**Goal of the exercise:** Could you retype the whole listing, word for word?

**Listed entries:**

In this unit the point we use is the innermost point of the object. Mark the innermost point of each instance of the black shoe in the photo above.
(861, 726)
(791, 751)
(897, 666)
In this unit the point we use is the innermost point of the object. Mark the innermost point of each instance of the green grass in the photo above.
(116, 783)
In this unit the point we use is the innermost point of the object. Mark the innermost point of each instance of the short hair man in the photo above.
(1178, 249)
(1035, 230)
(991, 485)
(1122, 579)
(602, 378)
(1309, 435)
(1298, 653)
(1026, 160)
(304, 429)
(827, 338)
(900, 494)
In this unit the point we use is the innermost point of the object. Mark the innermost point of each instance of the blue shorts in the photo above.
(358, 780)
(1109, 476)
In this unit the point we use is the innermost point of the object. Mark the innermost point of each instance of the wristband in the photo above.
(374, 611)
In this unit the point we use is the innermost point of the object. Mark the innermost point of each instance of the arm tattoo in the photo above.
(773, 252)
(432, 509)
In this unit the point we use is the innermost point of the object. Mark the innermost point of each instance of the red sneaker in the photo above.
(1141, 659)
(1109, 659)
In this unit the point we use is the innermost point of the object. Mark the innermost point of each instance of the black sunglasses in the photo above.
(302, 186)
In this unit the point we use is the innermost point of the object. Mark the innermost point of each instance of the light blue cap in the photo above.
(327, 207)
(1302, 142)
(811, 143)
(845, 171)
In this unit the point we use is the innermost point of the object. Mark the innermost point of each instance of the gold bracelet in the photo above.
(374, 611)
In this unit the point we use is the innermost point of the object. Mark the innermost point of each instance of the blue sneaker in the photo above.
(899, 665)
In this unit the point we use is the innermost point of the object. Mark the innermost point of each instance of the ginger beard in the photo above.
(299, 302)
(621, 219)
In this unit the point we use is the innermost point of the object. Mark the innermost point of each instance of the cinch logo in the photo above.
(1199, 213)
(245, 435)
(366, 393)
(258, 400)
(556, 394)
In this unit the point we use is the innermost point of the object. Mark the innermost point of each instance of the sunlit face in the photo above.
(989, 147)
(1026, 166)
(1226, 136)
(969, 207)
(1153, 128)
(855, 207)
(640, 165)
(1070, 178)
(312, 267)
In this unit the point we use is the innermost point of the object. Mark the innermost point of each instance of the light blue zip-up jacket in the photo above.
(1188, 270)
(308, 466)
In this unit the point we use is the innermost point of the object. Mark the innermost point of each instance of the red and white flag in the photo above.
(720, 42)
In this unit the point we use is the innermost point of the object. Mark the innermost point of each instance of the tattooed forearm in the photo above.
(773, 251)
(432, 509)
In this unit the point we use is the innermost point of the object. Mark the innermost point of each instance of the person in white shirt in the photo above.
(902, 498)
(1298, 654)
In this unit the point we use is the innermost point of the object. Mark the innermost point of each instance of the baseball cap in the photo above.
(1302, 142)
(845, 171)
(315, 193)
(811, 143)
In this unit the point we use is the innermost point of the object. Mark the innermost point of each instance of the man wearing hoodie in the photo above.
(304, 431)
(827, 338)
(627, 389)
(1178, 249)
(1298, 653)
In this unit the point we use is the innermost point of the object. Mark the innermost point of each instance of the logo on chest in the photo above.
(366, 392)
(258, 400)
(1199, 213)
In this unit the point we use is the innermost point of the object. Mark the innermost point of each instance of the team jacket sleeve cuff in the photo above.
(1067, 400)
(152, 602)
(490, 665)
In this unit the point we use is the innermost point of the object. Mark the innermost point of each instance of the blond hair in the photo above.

**Response to the task:**
In this unit the point we use is the innermost point of the object. Mark the innermost point of each instance of the black shoe in the photo above.
(861, 726)
(791, 751)
(897, 666)
In this unit the point we use is the innermost point of the object. Mark the innermost point of each instance of the green grass in the photo above.
(116, 783)
In this unit the point we use is the innermost point of the object. Mark the innermost point of each instance of the short hair man in the photo above.
(1178, 249)
(1035, 230)
(991, 485)
(1122, 579)
(602, 378)
(1309, 435)
(1298, 653)
(1026, 160)
(304, 429)
(827, 338)
(900, 494)
In this unit the point we use is the innermost point of the object. Mark the innermost point of each instance of the blue shorts in the photo above.
(358, 780)
(1109, 476)
In this unit the point we use is the innermost point of the object. Mark the innermost point of each instance of the wristband in the photo above.
(374, 611)
In this unit the point we use is the innermost point of the object. Mark the innermost point of each instance of the arm tattoo in the photo above.
(773, 252)
(432, 509)
In this unit the point we use is the innermost point of the object. Mark the innermost point of each instance of the red sneaker in the photo above.
(1141, 659)
(1109, 659)
In this unit the point we use is the innermost point of the object. Mark the innermost point of each instance of the black sunglasses in the photo above.
(302, 186)
In this unit the point we use is the innermost point of the object. Mark the innermost point of each instance of the light blue cap in the photo above.
(327, 207)
(1302, 142)
(811, 143)
(845, 171)
In this unit the point we use is the innermost point of the object. Mark the innermost point of each instance of the gold bracelet in the photo above.
(374, 611)
In this unit the point we use is the innermost point of the object. Mark the innermost point of each instance of the blue sneaker in the photo above.
(899, 665)
In this unit the point we use is the innermost point of the object. Mark the innermost point of each instance of the ginger beard in the photo above.
(299, 302)
(621, 219)
In this unit the point we use is the innermost point of the object. Mark the innermost point of each instance of the cinch logo in the photo above.
(1199, 213)
(245, 435)
(366, 393)
(258, 400)
(556, 394)
In this unit the point we use is the innermost point of the object. Mark the innermost point of each instance of the sunlit face in the photo above.
(989, 147)
(1026, 166)
(1226, 136)
(969, 207)
(1153, 128)
(855, 207)
(640, 165)
(1070, 178)
(312, 267)
In this unit the point we use is the innermost point of the object. Mark the innermost point of each instance of the light blue zip-up jacket in the photo above.
(1188, 270)
(308, 466)
In this unit the point we use is the innermost point of the object. Mark the innermost point of each instance of the red and white flag in the photo above.
(720, 42)
In this unit the point we use is the innermost point of the object. Mark the innermost point of each instance of the tattooed forearm in the photo above.
(773, 251)
(432, 509)
In this unit the point we use is the innermost point of the object. Mark the innermost point of each instance of the person in white shirt in the photo above.
(902, 498)
(1298, 654)
In this unit the point we use is the innermost point of the object. Mark the innermost point of each instance of the baseball cap in the photo above.
(1302, 142)
(845, 171)
(315, 193)
(811, 143)
In this unit the point we use is the innermost point of the object. Mark the innermost point of each instance of the man wearing hoodie in the photo above.
(304, 431)
(827, 338)
(627, 389)
(1178, 249)
(1298, 653)
In this unit the point we use is the innermost point of the object. Mark the innermost point of each instance of the logo on chest in the photo above.
(366, 392)
(258, 400)
(1199, 213)
In this unit the point we use is the innermost point of the object. Mark the innermost point of each instance of the team jacket sleeve cuff in the photo above.
(1067, 400)
(152, 602)
(490, 665)
In this unit the point we use is the innermost point of the object. Mark the innermost point of each instance of the blond hair in the photo above.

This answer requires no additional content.